## WORK TO COMPLETE
Below is a block of records; repeat each one exactly.

(Stored data entries)
BEGIN

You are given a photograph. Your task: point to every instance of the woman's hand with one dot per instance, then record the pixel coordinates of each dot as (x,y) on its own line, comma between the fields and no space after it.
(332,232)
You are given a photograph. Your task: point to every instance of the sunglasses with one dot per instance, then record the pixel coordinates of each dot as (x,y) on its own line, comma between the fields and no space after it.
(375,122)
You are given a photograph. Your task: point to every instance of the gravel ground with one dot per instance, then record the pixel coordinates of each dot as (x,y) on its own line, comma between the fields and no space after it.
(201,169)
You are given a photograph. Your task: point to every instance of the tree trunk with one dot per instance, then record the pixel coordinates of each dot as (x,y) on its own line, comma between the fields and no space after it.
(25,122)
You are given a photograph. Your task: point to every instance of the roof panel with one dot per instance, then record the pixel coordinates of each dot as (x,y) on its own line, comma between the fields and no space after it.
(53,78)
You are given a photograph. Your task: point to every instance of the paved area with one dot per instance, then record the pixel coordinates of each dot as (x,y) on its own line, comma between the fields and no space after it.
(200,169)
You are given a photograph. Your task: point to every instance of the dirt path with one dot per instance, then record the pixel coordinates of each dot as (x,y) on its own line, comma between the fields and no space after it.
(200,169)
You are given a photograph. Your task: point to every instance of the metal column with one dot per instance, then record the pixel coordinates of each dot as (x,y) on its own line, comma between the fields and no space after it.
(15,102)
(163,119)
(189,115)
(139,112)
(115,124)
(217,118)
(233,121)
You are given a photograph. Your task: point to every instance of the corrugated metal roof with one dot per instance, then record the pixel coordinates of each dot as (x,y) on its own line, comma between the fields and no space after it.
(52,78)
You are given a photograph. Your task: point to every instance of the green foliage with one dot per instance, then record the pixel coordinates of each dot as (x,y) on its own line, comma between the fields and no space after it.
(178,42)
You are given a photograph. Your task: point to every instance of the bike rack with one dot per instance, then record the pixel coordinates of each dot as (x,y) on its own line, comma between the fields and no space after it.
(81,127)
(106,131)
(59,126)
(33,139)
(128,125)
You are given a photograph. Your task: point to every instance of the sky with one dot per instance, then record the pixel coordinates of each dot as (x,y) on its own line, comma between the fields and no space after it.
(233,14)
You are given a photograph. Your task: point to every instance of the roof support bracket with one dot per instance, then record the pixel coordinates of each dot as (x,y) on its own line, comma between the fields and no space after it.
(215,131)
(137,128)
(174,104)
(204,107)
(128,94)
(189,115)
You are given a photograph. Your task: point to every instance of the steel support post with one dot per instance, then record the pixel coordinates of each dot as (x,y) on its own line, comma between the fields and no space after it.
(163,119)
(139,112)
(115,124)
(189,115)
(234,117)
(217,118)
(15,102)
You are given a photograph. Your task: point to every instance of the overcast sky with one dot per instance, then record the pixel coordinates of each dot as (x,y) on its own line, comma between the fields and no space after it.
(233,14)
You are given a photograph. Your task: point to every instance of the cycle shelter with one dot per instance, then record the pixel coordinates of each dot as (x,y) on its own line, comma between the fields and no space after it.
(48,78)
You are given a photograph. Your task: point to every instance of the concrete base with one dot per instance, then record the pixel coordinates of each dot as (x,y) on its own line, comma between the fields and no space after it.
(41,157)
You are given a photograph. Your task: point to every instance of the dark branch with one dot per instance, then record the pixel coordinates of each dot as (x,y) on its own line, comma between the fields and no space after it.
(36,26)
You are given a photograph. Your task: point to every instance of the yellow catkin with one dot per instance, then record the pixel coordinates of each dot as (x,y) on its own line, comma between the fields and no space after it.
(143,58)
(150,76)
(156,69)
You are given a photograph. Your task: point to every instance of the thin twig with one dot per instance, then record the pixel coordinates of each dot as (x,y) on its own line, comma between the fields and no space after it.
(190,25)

END

## SOLUTION BELOW
You are given a photograph. Your task: point to every instance of the woman's hand with one dot per instance, then record the pixel coordinates of each dot as (x,y) on its own line, comma between the fields and no space after it.
(332,232)
You are given a photograph. Your task: point to every instance of the sunglasses with one dot per instance, then record the pixel coordinates of each dot as (x,y) on its own line, comma between the fields and no space after it.
(375,122)
You are given a photograph. Your task: point to every instance of the gravel ground with one dot per instance, then record the pixel coordinates of each dot as (x,y) on its own line, comma between the fields and no space after it.
(201,169)
You are given a photograph. Your task: point to every instance of the tree trunk with one dot per instance, then record the pixel coordinates of each dot as (x,y) on its own line, comma between the fields and no space after it.
(25,122)
You are given a photograph. Your task: point to every instance of the roof panel with one dot per instance, then record the pixel coordinates of each dot as (x,y) on its own line, comma between the fields and no space after it.
(53,78)
You are given a photograph. Your task: point to every instance of the paved area with one dot per instance, then record the pixel coordinates of each dot as (x,y) on its own line, comma between the fields and no space after it.
(200,169)
You are given a photograph. Your task: point to every instance of the dirt path with one dot per instance, then record the pixel coordinates of each dot as (x,y) on its own line, comma between the fields and no space after it.
(200,169)
You are given a photograph. Your task: point to every instance of the metal column with one dot per instance, then record the pixel coordinates of each dot as (x,y) on its own line, comma between the fields and no space after it.
(15,102)
(163,119)
(189,115)
(139,112)
(115,124)
(217,118)
(233,121)
You are given a photograph. Your task: point to every instance of the corrugated metal roof with one dot per instance, then record the pixel coordinates of each dot as (x,y) on its own line, comma between the fields and no space after it.
(52,78)
You are given a photograph. Your task: point to every instance of the green foliage with one dot per instance, then record the pixel coordinates of each dot as (x,y) on its own line, comma between the fields and no space after it.
(178,42)
You are given a photograph. Your task: point to every instance of the bike rack with one dot per instance, then record the pixel coordinates of each dot as (x,y) on its own line, comma between the fields and no space after it.
(81,127)
(106,131)
(59,126)
(33,139)
(128,125)
You are given a photograph. Your task: point to every instance of the sky with one dot per instance, then record the pixel coordinates of each dot as (x,y) on its own line, comma between the fields and no space after it.
(233,14)
You are given a photograph. Your task: point to every instance of the roof support bracket with one dot per instance, then record the pixel coordinates of each dot as (x,y) on its own line, comma between the fields and no space after it.
(215,131)
(137,128)
(174,104)
(204,107)
(128,94)
(189,115)
You are given a photograph. Your task: point to every instance of the steel support post with one dot per instance, then record the pixel coordinates of each dot as (x,y) on its own line, comma between the fields and no space after it.
(163,119)
(139,112)
(115,124)
(189,115)
(234,117)
(217,118)
(15,102)
You are given a photograph. Your task: point to every instance of the overcast sky with one dot per instance, then record the pixel coordinates of each dot as (x,y) on its own line, comma between the fields and no space after it.
(233,14)
You are given a photograph. Your task: point to every instance of the cycle shelter with one dot per instance, then record the pixel coordinates of each dot as (x,y) on its own line, comma between the fields and no space after it.
(48,78)
You are given a photograph. Your task: point to every instance of the concrete base with one dot per instance, then record the pixel coordinates of each dot as (x,y) on its own line, comma between the fields and no space after it.
(41,157)
You are given a photograph. Your task: point to every instance of the dark branch with one dot per instance, then record the pixel coordinates of each dot as (x,y) on its own line, comma between the fields and no space after it.
(36,26)
You are given a photograph. Your task: point to every instance of the yellow catkin with one dot per instance, then record the pixel coordinates of each dot as (x,y) on its own line, comma between the fields and no space after it.
(143,58)
(150,76)
(156,69)
You are given a photograph. Your task: point to every instance of the thin twig with one dot per instance, then record the pixel coordinates of each dot as (x,y) on its own line, comma between the fields and no space after it.
(190,25)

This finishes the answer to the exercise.